Assignment: Copy out every line of the data that follows, exactly.

Saved data entries:

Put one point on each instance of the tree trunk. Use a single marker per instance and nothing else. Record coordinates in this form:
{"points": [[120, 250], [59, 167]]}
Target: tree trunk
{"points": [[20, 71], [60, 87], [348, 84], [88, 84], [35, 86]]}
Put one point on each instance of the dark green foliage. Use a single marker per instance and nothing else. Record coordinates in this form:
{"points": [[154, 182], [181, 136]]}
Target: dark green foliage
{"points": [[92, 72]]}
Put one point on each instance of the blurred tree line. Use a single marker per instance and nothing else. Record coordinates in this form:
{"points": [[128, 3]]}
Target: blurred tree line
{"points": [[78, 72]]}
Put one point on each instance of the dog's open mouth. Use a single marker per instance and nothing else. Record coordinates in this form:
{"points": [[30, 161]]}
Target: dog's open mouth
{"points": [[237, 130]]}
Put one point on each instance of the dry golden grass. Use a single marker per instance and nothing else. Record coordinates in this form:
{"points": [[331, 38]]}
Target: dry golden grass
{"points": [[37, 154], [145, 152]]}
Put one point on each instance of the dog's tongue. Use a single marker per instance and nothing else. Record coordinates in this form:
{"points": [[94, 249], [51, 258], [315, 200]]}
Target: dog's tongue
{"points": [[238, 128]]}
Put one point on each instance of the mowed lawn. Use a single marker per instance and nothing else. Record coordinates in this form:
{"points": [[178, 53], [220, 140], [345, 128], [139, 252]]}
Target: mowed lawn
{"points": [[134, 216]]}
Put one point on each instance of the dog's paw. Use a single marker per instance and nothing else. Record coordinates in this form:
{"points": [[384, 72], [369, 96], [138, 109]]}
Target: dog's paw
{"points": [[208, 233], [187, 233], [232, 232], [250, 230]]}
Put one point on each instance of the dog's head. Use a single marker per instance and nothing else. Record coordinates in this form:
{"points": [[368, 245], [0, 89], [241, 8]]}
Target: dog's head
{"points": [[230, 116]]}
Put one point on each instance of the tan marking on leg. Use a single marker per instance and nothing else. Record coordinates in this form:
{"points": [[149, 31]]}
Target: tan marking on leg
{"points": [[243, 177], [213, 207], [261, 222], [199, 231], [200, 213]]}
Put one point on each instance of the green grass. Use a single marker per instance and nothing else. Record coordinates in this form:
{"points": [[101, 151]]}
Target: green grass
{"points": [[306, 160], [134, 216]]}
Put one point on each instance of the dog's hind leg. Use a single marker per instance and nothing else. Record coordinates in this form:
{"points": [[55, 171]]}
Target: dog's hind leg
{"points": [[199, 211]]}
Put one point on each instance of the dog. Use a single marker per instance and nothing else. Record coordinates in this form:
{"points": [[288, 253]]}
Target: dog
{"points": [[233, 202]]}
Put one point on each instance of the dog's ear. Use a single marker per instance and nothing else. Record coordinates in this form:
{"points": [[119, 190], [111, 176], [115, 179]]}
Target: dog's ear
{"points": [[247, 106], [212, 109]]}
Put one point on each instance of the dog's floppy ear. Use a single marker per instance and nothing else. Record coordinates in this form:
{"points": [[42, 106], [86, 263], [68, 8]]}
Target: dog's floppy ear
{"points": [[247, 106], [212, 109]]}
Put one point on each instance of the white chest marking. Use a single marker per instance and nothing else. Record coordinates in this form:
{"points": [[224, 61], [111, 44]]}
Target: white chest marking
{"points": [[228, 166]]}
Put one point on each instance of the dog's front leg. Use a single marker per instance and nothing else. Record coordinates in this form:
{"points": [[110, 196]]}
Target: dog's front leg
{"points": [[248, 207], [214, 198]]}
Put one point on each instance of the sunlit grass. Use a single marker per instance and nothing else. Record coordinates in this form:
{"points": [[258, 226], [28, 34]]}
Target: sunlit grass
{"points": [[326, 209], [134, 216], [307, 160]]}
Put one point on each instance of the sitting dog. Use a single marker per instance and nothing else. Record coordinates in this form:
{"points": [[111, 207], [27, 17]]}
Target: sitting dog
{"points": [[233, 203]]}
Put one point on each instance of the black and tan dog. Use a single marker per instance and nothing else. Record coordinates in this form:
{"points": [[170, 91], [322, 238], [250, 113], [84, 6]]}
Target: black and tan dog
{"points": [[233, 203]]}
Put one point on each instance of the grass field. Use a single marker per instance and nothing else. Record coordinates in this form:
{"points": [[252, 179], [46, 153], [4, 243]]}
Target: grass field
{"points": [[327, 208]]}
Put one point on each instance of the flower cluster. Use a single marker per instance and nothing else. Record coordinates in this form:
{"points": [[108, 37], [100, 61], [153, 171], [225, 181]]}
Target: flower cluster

Exercise solution:
Put one point on each instance of the tree trunk. Use a single marker per instance and nothing else. Record coordinates in this form:
{"points": [[120, 250], [59, 167]]}
Target: tree trunk
{"points": [[20, 71], [60, 87], [348, 84], [88, 84], [35, 86]]}
Put one point on each instance of the dark green foliage. Use a single marker per instance and nothing else. Record coordinates in this form:
{"points": [[154, 182], [181, 136]]}
Target: dark green foliage
{"points": [[92, 72]]}
Put one point on each instance of the blurred tree line. Use a single marker per instance and nothing else. Record coordinates in this form:
{"points": [[128, 3]]}
Target: blurred tree line
{"points": [[78, 72]]}
Put one point on each instance of the dog's open mouth. Use a single marker per instance and nothing else. Record coordinates in this form:
{"points": [[30, 161]]}
Target: dog's open mouth
{"points": [[237, 130]]}
Put one point on each instance of the dry golden grass. Use a single marker per instance and nothing else. Record coordinates in this form:
{"points": [[331, 38]]}
Target: dry golden grass
{"points": [[37, 154], [145, 152]]}
Put one point on each instance of the dog's tongue. Use a single marker per instance and nothing else. Record coordinates in this form:
{"points": [[94, 249], [51, 258], [315, 200]]}
Target: dog's tongue
{"points": [[238, 128]]}
Put one point on each instance of the mowed lawn. Use a single marker per instance and nothing else. Record coordinates in this form:
{"points": [[178, 53], [220, 140], [345, 128], [139, 252]]}
Target: mowed lawn
{"points": [[134, 216]]}
Put one point on each instance of the dog's paw. Use a single marker per instance and nothing else. Record coordinates in this form:
{"points": [[384, 72], [369, 96], [138, 109]]}
Target: dog's paw
{"points": [[208, 233], [187, 233], [232, 232], [250, 230]]}
Put one point on each instance of the dog's head. Use a single marker per instance and nothing else. Record coordinates in this form:
{"points": [[368, 245], [0, 89], [241, 8]]}
Target: dog's head
{"points": [[230, 116]]}
Put one point on each instance of the tan marking on leg. Use a single marker per instance and nothing else. Record coordinates in this form:
{"points": [[149, 31]]}
Target: tan marking on leg
{"points": [[243, 177], [213, 207], [261, 222], [199, 231], [200, 213]]}
Put one point on each instance of the green grass. Use a single marker per instance and nothing else. Record coordinates in this form:
{"points": [[101, 151]]}
Target: green grass
{"points": [[306, 160], [134, 216]]}
Put one point on each instance of the dog's hind leg. Use a single marker per instance and nothing else. Record coordinates in this form:
{"points": [[55, 171]]}
Target: dog's hind leg
{"points": [[199, 211]]}
Put one point on each instance of the dog. Use a single marker per instance and nothing else. Record coordinates in this form:
{"points": [[288, 253]]}
Target: dog
{"points": [[233, 202]]}
Put one point on each instance of the dog's ear. Use a single marker per instance and nothing else. Record coordinates in this form:
{"points": [[119, 190], [111, 176], [115, 179]]}
Target: dog's ear
{"points": [[247, 106], [212, 109]]}
Put one point on each instance of the dog's floppy ear. Use a single marker per instance and nothing else. Record coordinates in this form:
{"points": [[42, 106], [86, 263], [68, 8]]}
Target: dog's floppy ear
{"points": [[247, 106], [212, 109]]}
Put one point on each instance of the white chest marking. Use a single marker per instance and nothing else. Record coordinates in this form:
{"points": [[224, 61], [111, 44]]}
Target: white chest marking
{"points": [[228, 166]]}
Put one point on each instance of the dog's front leg. Use a single marker per instance and nothing else. Record coordinates in this form:
{"points": [[110, 196]]}
Target: dog's front leg
{"points": [[248, 207], [214, 198]]}
Put one point on each instance of the sunlit grass. Use a single marker per instance and nothing else. Record coordinates in this form:
{"points": [[258, 226], [28, 34]]}
Target: sunlit grass
{"points": [[326, 209], [134, 216], [307, 160]]}
Put one point on each instance of the sitting dog. Use a single marker per instance and nothing else. Record coordinates in this form:
{"points": [[111, 207], [27, 17]]}
Target: sitting dog
{"points": [[233, 203]]}
Put one point on each instance of the black and tan dog. Use a single marker per instance and nothing else. Record coordinates in this form:
{"points": [[170, 91], [322, 238], [250, 113], [84, 6]]}
Target: black and tan dog
{"points": [[233, 203]]}
Put one point on each instance of the grass field. Use a single marker per instance and nothing else. Record coordinates in this form:
{"points": [[252, 179], [46, 153], [4, 243]]}
Target: grass field
{"points": [[327, 208]]}
Put one point on each instance of the flower cluster. Use a single marker per instance and nothing else. Record coordinates in this form:
{"points": [[108, 37], [100, 61], [153, 171], [225, 181]]}
Target: flower cluster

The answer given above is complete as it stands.